**Quoted text:**

- Born: October 31, 1935 St. Louis, Missouri, U.S.
- Died: December 12, 2023 (aged 88) Seattle, Washington, U.S.
- Education: Kansas State University
- Writing career
- Language: English
- Notable work: Sidewalk Games
- Notable awards: American Book Award

= Colleen J. McElroy =

American poet (1935–2023)

Colleen J. McElroy (October 31, 1935, in St. Louis, Missouri – December 12, 2023) was an American poet, short story writer, editor, and memoirist.

==Life==
She graduated from Kansas State University (1958) and from the University of Washington with a Ph.D. (1973). She was a Professor Emeritus at the University of Washington, where she was the first African-American woman to serve as a full-time faculty member. From 1995 to 2006, she edited The Seattle Review, first in the role of Poetry Editor, then as Editor-in-Chief. She lived in Seattle, Washington, until her death in December 2023.

**Data lines:**
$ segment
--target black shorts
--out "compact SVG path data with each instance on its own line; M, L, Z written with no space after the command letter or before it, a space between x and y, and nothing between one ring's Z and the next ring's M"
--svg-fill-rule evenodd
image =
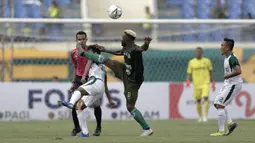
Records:
M138 91L142 85L142 82L140 83L134 83L128 80L128 75L125 73L125 65L115 61L115 65L112 69L115 76L123 81L124 84L124 95L126 97L126 103L135 105L137 97L138 97Z

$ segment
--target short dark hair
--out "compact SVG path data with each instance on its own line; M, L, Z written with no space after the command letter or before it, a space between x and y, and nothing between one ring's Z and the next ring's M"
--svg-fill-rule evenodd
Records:
M99 49L97 49L97 47L95 45L89 45L88 50L92 50L94 53L97 53L97 54L101 53L101 51Z
M229 46L230 50L232 51L235 46L235 41L233 39L224 38L224 41Z
M85 35L87 37L87 33L84 31L79 31L76 33L76 39L77 39L77 35Z

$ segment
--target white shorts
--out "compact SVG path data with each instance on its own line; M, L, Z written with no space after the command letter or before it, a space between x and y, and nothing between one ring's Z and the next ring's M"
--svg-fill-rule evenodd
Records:
M89 93L89 95L81 98L87 107L97 107L100 105L100 99L104 95L105 91L104 82L102 80L92 78L80 87Z
M241 91L242 84L224 85L214 100L214 104L226 106Z

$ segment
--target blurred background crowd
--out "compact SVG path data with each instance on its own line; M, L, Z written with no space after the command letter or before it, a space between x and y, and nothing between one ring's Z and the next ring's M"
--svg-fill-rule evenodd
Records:
M91 1L87 1L88 3ZM130 1L131 2L131 1ZM134 1L136 2L136 1ZM100 4L99 4L100 5ZM99 6L98 5L98 6ZM103 3L101 3L103 5ZM88 6L90 6L88 4ZM253 19L255 14L254 0L157 0L151 6L143 6L143 17L159 19ZM99 6L100 7L100 6ZM9 18L84 18L82 17L82 4L80 0L1 0L0 16ZM88 8L89 9L89 8ZM151 10L153 9L153 11ZM90 10L90 9L89 9ZM94 12L97 12L95 9ZM104 11L104 10L100 10ZM106 13L106 11L104 11ZM90 13L90 11L89 11ZM91 11L91 13L93 13ZM127 12L123 11L123 15ZM131 16L132 17L132 16ZM93 17L93 14L86 18ZM124 25L126 26L126 25ZM208 24L151 24L129 25L130 28L140 31L141 35L158 32L158 39L184 40L184 41L218 41L224 36L236 40L254 40L252 25L208 25ZM1 34L12 33L18 36L16 40L61 41L72 40L77 29L82 24L1 24ZM84 28L83 28L84 29ZM92 24L87 30L92 31L92 38L97 40L112 40L116 32L122 29L114 24ZM209 30L208 30L209 29ZM188 31L188 32L187 32ZM174 34L171 34L174 33ZM32 36L31 36L32 35ZM38 36L40 35L40 38ZM237 35L237 36L236 36ZM24 36L26 37L24 39ZM23 37L23 39L22 39ZM49 38L51 37L51 38ZM52 38L54 37L54 38ZM100 38L102 37L102 38ZM109 37L103 38L103 37Z

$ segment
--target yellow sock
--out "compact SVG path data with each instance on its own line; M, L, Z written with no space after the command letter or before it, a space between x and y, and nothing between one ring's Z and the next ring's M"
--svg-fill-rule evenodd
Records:
M207 117L208 115L208 110L209 110L209 101L206 100L204 101L204 116Z
M197 114L199 118L202 118L202 107L200 102L197 102Z

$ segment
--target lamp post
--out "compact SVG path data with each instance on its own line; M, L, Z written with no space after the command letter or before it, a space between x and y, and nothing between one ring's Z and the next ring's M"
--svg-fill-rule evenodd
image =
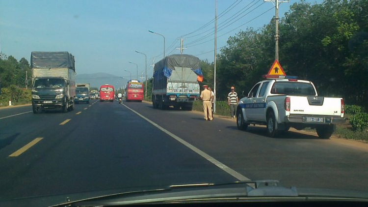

**Requirements:**
(1) Repeat the McElroy text word for word, from "- Died: December" up to and including "American poet (1935–2023)".
(2) Pick up the text about Colleen J. McElroy from its last sentence and carry it on.
The listing is unrelated material and stands apart from the text about Colleen J. McElroy.

**Answers to the problems:**
(1)
- Died: December 12, 2023 (aged 88) Seattle, Washington, U.S.
- Education: Kansas State University
- Writing career
- Language: English
- Notable work: Sidewalk Games
- Notable awards: American Book Award

= Colleen J. McElroy =

American poet (1935–2023)

(2)
==Awards==
- 1978 awarded the NEA Creative Writing Fellowship for Poetry
- 1985 American Book Award
- 1988 Fulbright Creative Writing Fellowship, which took her to Yugoslavia
- 1991 awarded the NEA Creative Writing Fellowship for Fiction
- 1992 DuPont Distinguished Scholar in Residence
- 1991 Rockefeller Fellowship to the Bellagio Center in Lake Como, Italy
- 1993 Fulbright Creative Writing Fellowship, which took her to Madagascar.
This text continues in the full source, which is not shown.